= SELECTED EXCERPT =

Single by Axwell & Ingrosso

from the EP X4
- Released: 27 November 2014
- Recorded: 2014
- Genre: Progressive house, EDM
- Length: 4:07
- Label: Def Jam
- Songwriters: Sebastian Ingrosso; Axel Hedfors; Vincent Pontare; Salem Al Fakir;
- Producers: Sebastian Ingrosso; Axel Hedfors;

Axwell & Ingrosso singles chronology
|  | "Something New" (2014) | "On My Way" (2015) |

Music video
- "Something New" (lyric video) on YouTube "Something New" (official video) on YouTube

= Something New (Axwell & Ingrosso song) =

"Something New" is a song by Swedish dance music duo Axwell & Ingrosso. The song was released on 27 November 2014 (9 December worldwide) via digital download as the first single from their debut EP titled X4, through Def Jam Recordings. In the US, "Something New" went to number one on the US Dance chart. The song later is included on the studio album More Than You Know.

==Background and release==
On 26 November, the song was first premiered through a commercial for the Beats by Dre Presents: #SoloSelfie ad campaign (in which the duo themselves also make a cameo appearance). The track was then published to iTunes a day later. "Something New" marks the duo's first official release under their joint moniker Axwell Λ Ingrosso.

==Music videos==
Two supporting videos were released for "Something New". The first one, a lyric video, was published to YouTube on 22 December 2014 through Axwell Λ Ingrosso's Vevo channel. The second video, the official video, was published on 11 February 2015. As of June 2016, the two videos have received over 30 million and 7 million views respectively.

= REQUIREMENTS =
Reproduce the passage of the "Something New" article that begins at the words "Axwell & Ingrosso singles" and stops after the words "Than You Know.". Nothing in the lines that come next is needed here.

= RAW DATA =

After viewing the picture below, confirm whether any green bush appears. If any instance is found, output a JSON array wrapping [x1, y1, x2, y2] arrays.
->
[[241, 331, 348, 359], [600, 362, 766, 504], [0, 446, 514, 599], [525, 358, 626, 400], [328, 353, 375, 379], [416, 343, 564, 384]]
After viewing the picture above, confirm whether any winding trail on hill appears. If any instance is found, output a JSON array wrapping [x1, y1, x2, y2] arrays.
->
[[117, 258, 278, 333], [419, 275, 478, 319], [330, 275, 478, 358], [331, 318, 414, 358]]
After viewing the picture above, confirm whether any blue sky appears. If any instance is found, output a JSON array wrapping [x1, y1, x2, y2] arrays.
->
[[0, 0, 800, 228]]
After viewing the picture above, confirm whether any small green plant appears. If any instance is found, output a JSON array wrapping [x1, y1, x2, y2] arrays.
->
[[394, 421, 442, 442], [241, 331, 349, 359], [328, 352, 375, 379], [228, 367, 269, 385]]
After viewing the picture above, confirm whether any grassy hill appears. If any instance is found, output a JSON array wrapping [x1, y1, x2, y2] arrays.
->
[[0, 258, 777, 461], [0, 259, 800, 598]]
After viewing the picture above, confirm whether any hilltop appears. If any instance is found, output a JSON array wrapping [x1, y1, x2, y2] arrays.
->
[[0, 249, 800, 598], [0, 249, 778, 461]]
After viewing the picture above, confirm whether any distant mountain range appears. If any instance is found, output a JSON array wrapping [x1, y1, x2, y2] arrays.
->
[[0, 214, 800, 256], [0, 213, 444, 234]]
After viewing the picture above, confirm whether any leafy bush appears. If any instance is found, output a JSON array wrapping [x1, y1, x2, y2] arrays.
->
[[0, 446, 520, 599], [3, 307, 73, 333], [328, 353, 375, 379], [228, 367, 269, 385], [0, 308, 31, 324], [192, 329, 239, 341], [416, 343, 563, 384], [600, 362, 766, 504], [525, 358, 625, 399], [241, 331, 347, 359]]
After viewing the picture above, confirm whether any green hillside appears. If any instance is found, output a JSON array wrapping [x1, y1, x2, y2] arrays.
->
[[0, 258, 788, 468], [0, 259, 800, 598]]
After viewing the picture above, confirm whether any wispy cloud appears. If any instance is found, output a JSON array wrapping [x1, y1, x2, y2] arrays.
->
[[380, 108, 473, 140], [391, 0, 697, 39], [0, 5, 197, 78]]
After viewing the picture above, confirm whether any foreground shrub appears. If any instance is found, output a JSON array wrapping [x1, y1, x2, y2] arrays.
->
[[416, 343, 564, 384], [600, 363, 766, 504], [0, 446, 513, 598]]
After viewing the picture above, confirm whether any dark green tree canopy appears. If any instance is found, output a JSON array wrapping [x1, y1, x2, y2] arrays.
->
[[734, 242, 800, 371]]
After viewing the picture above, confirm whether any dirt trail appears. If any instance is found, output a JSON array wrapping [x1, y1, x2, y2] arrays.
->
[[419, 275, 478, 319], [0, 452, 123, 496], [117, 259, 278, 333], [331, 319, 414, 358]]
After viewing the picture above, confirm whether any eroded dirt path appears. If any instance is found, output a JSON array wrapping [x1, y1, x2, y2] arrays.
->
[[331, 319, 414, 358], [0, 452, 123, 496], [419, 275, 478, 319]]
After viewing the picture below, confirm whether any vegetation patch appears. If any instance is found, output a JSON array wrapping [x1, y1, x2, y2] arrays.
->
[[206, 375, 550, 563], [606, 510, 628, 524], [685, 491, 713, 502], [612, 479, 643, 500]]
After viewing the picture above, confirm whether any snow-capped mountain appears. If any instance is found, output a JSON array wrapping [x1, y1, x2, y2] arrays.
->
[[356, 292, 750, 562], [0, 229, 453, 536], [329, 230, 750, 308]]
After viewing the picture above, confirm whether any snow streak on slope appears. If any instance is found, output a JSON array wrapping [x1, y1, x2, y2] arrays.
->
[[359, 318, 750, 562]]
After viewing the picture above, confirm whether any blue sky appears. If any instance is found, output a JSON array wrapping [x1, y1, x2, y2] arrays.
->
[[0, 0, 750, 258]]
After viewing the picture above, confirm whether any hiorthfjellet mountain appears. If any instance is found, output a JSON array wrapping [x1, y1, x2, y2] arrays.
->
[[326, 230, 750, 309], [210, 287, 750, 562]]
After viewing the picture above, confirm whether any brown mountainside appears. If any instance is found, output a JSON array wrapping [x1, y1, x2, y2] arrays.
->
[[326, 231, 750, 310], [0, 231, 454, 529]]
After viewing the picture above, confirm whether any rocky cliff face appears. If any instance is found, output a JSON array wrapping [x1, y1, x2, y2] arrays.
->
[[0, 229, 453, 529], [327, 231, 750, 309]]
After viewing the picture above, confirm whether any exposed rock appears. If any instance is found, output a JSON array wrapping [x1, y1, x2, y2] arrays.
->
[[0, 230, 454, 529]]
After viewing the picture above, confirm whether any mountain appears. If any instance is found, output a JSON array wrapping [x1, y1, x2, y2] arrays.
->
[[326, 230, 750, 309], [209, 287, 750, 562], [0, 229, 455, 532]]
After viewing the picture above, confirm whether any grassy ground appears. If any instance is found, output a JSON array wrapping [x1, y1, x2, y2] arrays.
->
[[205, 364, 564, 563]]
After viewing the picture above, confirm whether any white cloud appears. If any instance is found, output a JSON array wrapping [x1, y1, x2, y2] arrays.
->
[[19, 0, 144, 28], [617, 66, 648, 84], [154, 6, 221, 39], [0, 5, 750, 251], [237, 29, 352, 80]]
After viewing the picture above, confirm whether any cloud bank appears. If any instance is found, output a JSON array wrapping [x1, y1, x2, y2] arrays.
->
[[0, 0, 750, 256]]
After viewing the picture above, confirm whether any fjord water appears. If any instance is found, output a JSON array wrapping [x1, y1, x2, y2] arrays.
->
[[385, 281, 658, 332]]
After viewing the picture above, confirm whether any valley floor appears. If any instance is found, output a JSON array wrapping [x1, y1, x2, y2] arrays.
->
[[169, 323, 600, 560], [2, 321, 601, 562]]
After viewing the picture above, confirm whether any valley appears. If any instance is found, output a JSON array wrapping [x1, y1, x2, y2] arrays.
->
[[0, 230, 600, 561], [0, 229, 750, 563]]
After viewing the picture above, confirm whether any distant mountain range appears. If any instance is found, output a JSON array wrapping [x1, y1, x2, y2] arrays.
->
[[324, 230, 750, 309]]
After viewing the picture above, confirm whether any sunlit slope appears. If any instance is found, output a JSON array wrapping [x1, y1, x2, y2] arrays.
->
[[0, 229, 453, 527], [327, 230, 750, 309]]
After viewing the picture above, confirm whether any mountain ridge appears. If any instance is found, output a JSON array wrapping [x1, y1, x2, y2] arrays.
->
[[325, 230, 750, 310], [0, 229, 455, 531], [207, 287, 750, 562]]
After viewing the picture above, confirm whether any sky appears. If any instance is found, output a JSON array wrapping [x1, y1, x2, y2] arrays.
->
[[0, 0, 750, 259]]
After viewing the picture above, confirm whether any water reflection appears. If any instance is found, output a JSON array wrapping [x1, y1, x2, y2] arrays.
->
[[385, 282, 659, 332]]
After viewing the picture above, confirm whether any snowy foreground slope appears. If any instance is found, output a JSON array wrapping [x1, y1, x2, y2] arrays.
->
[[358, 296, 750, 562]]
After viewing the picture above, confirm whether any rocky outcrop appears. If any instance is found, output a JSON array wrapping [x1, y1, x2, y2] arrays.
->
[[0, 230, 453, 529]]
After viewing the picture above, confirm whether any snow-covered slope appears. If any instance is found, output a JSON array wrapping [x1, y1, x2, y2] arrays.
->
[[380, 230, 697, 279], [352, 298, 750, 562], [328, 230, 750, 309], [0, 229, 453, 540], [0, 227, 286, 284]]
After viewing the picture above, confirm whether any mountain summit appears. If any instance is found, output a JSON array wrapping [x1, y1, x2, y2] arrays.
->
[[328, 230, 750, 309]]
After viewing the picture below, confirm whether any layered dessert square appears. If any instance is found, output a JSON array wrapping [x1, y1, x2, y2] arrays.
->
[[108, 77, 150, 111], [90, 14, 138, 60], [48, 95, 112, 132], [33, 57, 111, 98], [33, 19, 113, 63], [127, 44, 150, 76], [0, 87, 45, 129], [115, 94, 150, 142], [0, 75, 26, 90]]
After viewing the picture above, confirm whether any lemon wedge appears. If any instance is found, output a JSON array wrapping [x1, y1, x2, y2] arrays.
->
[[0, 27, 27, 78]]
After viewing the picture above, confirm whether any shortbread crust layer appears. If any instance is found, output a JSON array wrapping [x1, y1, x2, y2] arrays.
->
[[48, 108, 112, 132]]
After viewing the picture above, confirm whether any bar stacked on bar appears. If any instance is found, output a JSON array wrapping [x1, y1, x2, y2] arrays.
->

= CORRECT OUTPUT =
Axwell & Ingrosso singles chronology
|  | "Something New" (2014) | "On My Way" (2015) |

Music video
- "Something New" (lyric video) on YouTube "Something New" (official video) on YouTube

= Something New (Axwell & Ingrosso song) =

"Something New" is a song by Swedish dance music duo Axwell & Ingrosso. The song was released on 27 November 2014 (9 December worldwide) via digital download as the first single from their debut EP titled X4, through Def Jam Recordings. In the US, "Something New" went to number one on the US Dance chart. The song later is included on the studio album More Than You Know.